Anweisungen
a) Mit welchem Vornamen spricht Larry Laffer im Forumsthread zum Geburtstag von 4L das Geburtstagskind an?
b) Welche Verfasser unterschreiben ihren Beitrag im Forumsthread zum Geburtstag von 4L mit „Gruß“, „Gruss“ oder „Grüße“? Nenne alle.

Quelldokument
# auch der 4L hat Geburtstag



## rostiger Nagel (25 März 2009)

Hallo 4L,
ich wünsche dir alles gute.

Gruß helmut


----------



## crash (25 März 2009)

Von mir auch alles Gute zum Geburtstag!


----------



## Manfred Stangl (25 März 2009)

Hallo vierlagig!

Ich wünsch dir alles Gute zum Purzeltag.
Bleib so schreibfreudig.

Grüße
Manfred


----------



## Homer79 (25 März 2009)

Auch ich wünsche Dir alles alles Gute und halt so weiter....

                                :sm24:

:sm20::sm20::sm20::sm20::sm20:


----------



## Rainer Hönle (25 März 2009)

Hallo 4L, auch von mir herzlichen Glückwunsch zum Geburtstag. Woher weiß das denn der Ritter ohne Furcht vor Tadel bloß?


----------



## Solaris (25 März 2009)

Auch von mir alles Gute zum Geburtstag!

:sm20:



Gruß Soli


----------



## Insane (25 März 2009)

Jap ich schließe mich an =) 

alles gute zum geburtstag


----------



## marlob (25 März 2009)

Auch von mir alles Gute zum Geburtstag


----------



## AUDSUPERUSER (25 März 2009)

Auch von mir alles Gute, und werd mal erwachsen 

Gruss

Audsuperuser


----------



## Larry Laffer (25 März 2009)

Hallo Steffen.
auch von mir die besten Wünsche zu deinem Geburtstag.
Allerdings : bleib so wie du bist ... 

:sm20: und :sm24:


----------



## Gebs (25 März 2009)

Hallo 4L,

einen HERZLICHEN GLÜCKWUNSCH
und alles Gute!

Grüße
Gebs


----------



## HaDi (25 März 2009)

:sm20:

Alles Gute wünscht HaDi


----------



## Full Flavor (25 März 2009)

Na da will ich mich doch nicht enthalten:

Happy Birthday


----------



## Ralle (25 März 2009)

Steht gar nicht da, hoffentlich ist das keine Geburtstagsente 

Alles Gute zum Geburtstag 4L!


----------



## rostiger Nagel (25 März 2009)

Ralle schrieb:


> Steht gar nicht da, hoffentlich ist das keine Geburtstagsente


 
...ich will das auch nicht hoffen...aber heute ist doch der 25.03....


----------



## Cerberus (25 März 2009)

Auch von mir alles Gute! :sm20:


----------



## MSB (25 März 2009)

Glückwunsch "alter Sack", jedenfalls für ~ 9 Monate bist du jetzt Zahlenmäßig wieder in Führung *ROFL* 

:sm20:


----------



## Kieler (25 März 2009)

Auch von mir alles Gute !!


----------



## seeba (25 März 2009)

Herzlichen Glückwunsch und Alles Gute!
:sm20:


----------



## lorenz2512 (25 März 2009)

hallo,
alles gute auch von mir, hoffentlich kommt mit dem alter auch die weisheit.


----------



## argv_user (25 März 2009)

Auch von mir Alles Gute!
Lass Dir den Braten schmecken 

Gruß G.

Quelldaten
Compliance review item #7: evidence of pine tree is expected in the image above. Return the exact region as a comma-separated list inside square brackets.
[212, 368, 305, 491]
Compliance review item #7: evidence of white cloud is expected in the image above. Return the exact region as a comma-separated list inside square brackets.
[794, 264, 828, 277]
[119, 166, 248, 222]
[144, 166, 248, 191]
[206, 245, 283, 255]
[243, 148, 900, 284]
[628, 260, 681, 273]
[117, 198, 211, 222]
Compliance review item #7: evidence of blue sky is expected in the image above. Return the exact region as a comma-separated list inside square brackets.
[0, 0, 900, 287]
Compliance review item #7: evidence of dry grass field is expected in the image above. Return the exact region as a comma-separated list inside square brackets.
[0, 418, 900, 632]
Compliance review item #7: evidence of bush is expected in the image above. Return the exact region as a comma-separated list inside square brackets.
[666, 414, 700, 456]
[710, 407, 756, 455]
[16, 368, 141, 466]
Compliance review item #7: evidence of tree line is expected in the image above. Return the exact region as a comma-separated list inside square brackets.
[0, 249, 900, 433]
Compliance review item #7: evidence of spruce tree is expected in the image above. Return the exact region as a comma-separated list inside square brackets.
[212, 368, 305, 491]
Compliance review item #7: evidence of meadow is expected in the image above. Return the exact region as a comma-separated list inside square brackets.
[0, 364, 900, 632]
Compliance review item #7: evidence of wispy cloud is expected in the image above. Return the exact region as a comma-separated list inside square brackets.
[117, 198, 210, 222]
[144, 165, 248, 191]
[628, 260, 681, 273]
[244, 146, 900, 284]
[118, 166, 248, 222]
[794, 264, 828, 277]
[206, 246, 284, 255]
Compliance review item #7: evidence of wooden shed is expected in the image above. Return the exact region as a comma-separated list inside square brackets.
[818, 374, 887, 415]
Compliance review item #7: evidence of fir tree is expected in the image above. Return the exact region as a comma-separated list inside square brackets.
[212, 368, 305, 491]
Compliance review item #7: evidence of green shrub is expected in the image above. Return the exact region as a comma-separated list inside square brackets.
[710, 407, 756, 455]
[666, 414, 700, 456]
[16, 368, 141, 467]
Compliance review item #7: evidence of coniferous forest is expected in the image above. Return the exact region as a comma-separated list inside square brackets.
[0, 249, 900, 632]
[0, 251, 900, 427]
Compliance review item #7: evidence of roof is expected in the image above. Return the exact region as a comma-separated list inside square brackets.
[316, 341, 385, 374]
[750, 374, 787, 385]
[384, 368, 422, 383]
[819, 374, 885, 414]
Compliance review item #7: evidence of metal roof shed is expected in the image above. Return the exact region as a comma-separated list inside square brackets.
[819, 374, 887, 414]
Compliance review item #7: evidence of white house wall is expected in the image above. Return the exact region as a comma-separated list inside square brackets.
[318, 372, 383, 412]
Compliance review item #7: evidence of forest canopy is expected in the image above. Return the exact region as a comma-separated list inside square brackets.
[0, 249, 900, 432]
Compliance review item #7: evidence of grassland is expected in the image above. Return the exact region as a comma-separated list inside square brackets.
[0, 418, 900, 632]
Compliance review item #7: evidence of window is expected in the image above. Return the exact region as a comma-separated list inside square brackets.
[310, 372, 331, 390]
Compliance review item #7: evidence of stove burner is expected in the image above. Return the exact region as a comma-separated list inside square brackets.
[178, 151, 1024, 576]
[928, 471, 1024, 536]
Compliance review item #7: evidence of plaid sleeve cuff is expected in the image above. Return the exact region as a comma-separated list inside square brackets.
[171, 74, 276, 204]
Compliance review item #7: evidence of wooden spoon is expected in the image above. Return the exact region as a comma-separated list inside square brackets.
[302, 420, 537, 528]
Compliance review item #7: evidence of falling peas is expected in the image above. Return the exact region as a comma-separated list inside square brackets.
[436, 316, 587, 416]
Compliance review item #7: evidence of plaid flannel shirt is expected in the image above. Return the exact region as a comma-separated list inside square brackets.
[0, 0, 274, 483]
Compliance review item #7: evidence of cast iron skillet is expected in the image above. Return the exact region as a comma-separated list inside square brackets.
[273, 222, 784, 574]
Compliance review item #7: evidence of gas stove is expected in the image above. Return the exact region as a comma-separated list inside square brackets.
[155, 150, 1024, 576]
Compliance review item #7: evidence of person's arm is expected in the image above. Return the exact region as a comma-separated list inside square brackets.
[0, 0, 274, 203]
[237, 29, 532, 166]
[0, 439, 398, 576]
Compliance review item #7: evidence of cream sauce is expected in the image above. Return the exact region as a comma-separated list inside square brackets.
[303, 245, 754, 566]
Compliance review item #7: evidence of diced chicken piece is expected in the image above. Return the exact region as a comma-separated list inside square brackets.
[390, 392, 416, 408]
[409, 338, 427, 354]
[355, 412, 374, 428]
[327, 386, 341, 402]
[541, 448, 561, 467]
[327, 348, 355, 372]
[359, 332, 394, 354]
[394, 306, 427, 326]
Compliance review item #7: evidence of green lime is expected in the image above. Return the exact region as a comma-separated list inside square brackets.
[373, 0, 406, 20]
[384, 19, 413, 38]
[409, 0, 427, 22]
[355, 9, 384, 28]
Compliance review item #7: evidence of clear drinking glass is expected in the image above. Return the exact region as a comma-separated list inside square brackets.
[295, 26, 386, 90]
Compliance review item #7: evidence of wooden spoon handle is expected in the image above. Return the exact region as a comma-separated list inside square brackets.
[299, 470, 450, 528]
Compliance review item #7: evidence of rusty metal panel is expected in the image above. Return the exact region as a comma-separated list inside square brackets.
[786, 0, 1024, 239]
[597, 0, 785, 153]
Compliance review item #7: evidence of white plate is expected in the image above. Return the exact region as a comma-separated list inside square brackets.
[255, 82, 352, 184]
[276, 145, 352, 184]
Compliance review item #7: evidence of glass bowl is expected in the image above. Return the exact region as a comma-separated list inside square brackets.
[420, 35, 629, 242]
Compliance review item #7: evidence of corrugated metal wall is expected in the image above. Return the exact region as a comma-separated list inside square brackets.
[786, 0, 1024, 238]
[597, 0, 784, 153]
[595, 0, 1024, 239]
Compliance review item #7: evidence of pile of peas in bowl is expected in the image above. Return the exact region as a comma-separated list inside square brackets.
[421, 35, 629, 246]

Ergebnisse
a) Steffen

b) rostiger Nagel, Manfred Stangl, Solaris, AUDSUPERUSER, Gebs, argv_user